> EXTRACT TO READ
I have secrets, I have books, and now I have scones! I went through a phase at the turn of the decade when I read a lot of cozy mysteries. Like Nancy Martin’s Blackbird Sisters Mysteries, Laura Levine’s Jaine Austen Mysteries, Ellen Byerrum’s Crime of Fashion Mysteries – I had to look all of these up, I haven’t read any cozy mysteries since 2011. Though The Secret, Book, and Scone Society doesn’t exactly have the same feel as the ones mentioned. But I was very much attracted to the title; when you judge books by their covers, it encompasses much more than just the physical cover. I love books, I love scones, and secrets make literature oh so interesting/frustrating.
The Secret, Book, and Scone Society is about a fictional town with healing properties. Visitors come hoping to cure their ills. The story launches with an out-of-towner being killed. He ordered a scone from the baker and made an appointment with the bookstore owner, Nora, before being pushed off a cliff. The sheriff is pushing to rule his death a suicide. But the bookstore owner is doesn’t believe that, and neither does the baker. So they team up with two other friends to prove the murder.
“Stories are just like people. If you don’t approach them with an open mind and a healthy dose of respect, they won’t reveal their hidden selves to you. In that event, you’ll miss out on what they have to offer. You’ll walk through life an empty husk instead of a vibrant kaleidoscope of passion, wisdom, and experience.”
I don’t know if this book would qualify as magic realism, but there is a tiny hint of it. The Scone in the title are the signature “comfort scones” the baker customizes for each person, designed to heal you emotionally. There aren’t any secret or magical ingredients; the combination of those ingredients reminds you of happier times and helps you become at peace with where you are now.
The bookstore owner is a self-taught bibliotherapist, who recommends books to help you through what is weighing heavily on you. We already know how life-changing books are, so this is a more intentional use of that magic. But back to the scones.

Recorded data

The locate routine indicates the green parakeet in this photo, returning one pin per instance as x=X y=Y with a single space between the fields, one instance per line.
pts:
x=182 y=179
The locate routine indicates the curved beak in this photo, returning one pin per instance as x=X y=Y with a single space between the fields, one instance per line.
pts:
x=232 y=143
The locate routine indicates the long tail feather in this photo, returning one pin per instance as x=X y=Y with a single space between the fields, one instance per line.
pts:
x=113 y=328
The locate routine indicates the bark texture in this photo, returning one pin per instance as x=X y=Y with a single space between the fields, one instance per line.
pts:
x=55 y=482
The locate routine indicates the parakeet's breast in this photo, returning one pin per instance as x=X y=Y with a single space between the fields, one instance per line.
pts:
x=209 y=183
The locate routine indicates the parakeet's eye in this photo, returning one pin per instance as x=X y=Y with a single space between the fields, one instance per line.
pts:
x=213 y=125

> PARTS OF THE EXERCISE
• a. Reproduce the part of the review from "I have secrets, I" to "oh so interesting/frustrating.".
• b. Increase every coordinate in the answers by 23, writing out the entries again from the line with "The locate routine indicates the parakeet's breast" through the end of the entries, with all other wording unchanged.
The review and the entries have nothing to do with each other.

> REPLIES
• a.
I have secrets, I have books, and now I have scones! I went through a phase at the turn of the decade when I read a lot of cozy mysteries. Like Nancy Martin’s Blackbird Sisters Mysteries, Laura Levine’s Jaine Austen Mysteries, Ellen Byerrum’s Crime of Fashion Mysteries – I had to look all of these up, I haven’t read any cozy mysteries since 2011. Though The Secret, Book, and Scone Society doesn’t exactly have the same feel as the ones mentioned. But I was very much attracted to the title; when you judge books by their covers, it encompasses much more than just the physical cover. I love books, I love scones, and secrets make literature oh so interesting/frustrating.

• b.
The locate routine indicates the parakeet's breast in this photo, returning one pin per instance as x=X y=Y with a single space between the fields, one instance per line.
pts:
x=232 y=206
The locate routine indicates the parakeet's eye in this photo, returning one pin per instance as x=X y=Y with a single space between the fields, one instance per line.
pts:
x=236 y=148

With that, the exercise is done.